WHAT YOU SHOULD DO: In the article below on the No Child Left Behind reauthorization, how much did President Bush request for Title I in fiscal 2006?

SELECTION:
There are many concerns, particularly the speed with which the House wants to adopt the flawed bill. One of the most troubling problems, according to UFT President Randi Weingarten, is that the chair of the House Education Committee, Rep. George Miller (D-Calif.), is calling for performance pay and evaluation of teachers based on standardized test scores of students in teachers’ individual classrooms. That is a notion that has gained wide currency across the country, despite its opposition by many educators. The latest local to adopt a pilot program using the idea is the AFT local in Austin, Texas.
At congressional hearings on the bill in early September, representatives of both national teacher unions objected to such use of test scores. Antonia Cortese, executive vice president of the UFT’s national affiliate, the AFT, and Reg Weaver, president of the National Education Association, said they cannot support the bill in its present form.
Weingarten has for years rejected individual performance pay, particularly based on individual teachers’ student test scores, calling them both unfair and unreliable.
The AFT is trying to get Congress to correct a number of shortcomings in the present law including a flawed definition of Adequate Yearly Progress (AYP) and the failure to provide the resources for school improvements and needed services to students.
A major problem, according to the AFT, is the haste with which Congress is trying to push through the reauthorization legislation. AFT President Edward McElroy called it “reckless” and warned that it would lead to a “sloppy law that is worse than the current law.”
McElroy said educators have had five-and-a-half years of experience with NCLB and during that time “good schools have been stigmatized by the law’s unfair and unscientific ‘adequate yearly progress’ measure. Teachers have faced increasing pressure to teach to the test, and students have learned less history, science, art and music. Struggling schools have received punitive sanctions instead of needed help. Tens of millions of dollars in No Child Left Behind funds have gone to private tutoring companies with unqualified employees and no reliable data that demonstrates they are effective.”
Funding by the Bush administration for NCLB has consistently been far below what Congress approved. In fiscal 2006, for example, Title I, the cornerstone of NCLB, was supposed to be funded at $22.75 billion, but President Bush requested only $13.3 billion.
As a result, New York State received about $1.3 billion in Title I funding in 2006, not the $2.2 billion Congress had authorized. The near-billion-dollar difference, the AFT estimates, would have been enough to provide smaller classes, hire reading and math specialists and improve technology in the 600 elementary schools that are struggling most to meet standards. It could also have provided a smaller learning environment and rigorous academic after-school programs for the 152 secondary schools whose students face the most difficulty on state tests.

DATA SUPPLIED:
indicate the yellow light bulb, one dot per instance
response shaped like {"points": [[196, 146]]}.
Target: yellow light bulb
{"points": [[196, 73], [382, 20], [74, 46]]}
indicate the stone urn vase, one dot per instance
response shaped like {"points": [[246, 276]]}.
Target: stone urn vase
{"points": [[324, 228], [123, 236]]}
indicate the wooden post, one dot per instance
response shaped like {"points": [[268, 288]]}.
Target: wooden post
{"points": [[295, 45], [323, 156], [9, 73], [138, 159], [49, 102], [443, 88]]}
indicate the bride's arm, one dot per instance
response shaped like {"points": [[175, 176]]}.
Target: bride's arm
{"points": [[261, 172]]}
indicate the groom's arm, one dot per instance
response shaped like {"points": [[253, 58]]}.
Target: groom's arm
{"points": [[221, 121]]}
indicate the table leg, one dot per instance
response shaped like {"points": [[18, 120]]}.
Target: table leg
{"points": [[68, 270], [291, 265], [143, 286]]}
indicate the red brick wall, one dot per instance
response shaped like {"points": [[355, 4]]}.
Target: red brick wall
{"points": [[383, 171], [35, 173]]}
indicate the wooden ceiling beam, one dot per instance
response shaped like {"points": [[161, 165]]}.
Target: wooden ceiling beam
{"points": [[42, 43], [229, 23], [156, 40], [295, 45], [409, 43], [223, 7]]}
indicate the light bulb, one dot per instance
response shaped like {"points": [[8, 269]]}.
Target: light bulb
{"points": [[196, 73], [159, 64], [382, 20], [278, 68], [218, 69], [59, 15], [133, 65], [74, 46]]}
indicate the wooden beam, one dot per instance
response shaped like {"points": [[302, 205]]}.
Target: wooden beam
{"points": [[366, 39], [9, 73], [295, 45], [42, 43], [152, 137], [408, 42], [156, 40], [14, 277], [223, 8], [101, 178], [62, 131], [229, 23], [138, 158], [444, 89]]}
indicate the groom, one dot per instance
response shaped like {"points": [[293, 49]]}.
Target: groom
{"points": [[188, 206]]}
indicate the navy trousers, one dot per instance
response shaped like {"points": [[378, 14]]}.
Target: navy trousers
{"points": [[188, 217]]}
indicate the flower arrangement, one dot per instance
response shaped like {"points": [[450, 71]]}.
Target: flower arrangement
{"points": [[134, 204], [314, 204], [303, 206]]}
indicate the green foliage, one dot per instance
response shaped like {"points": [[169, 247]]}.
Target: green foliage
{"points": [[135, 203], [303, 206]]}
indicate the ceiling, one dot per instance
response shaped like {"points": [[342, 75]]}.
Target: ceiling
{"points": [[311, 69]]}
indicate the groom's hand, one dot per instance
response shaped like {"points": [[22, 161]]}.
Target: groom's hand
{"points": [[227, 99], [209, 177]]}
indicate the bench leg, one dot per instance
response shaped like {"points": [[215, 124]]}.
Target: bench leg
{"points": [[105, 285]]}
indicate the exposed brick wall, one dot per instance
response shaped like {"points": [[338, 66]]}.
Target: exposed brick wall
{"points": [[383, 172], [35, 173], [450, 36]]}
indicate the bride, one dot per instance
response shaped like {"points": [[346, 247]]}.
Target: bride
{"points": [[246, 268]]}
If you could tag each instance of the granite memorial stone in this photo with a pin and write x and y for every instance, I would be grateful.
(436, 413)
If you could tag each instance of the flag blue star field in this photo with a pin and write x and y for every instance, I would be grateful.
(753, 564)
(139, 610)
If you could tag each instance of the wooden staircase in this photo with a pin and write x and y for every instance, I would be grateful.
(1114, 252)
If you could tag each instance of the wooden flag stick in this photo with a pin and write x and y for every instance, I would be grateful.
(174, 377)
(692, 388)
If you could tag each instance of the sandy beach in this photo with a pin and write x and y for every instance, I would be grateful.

FINISHED ANSWER: $13.3 billion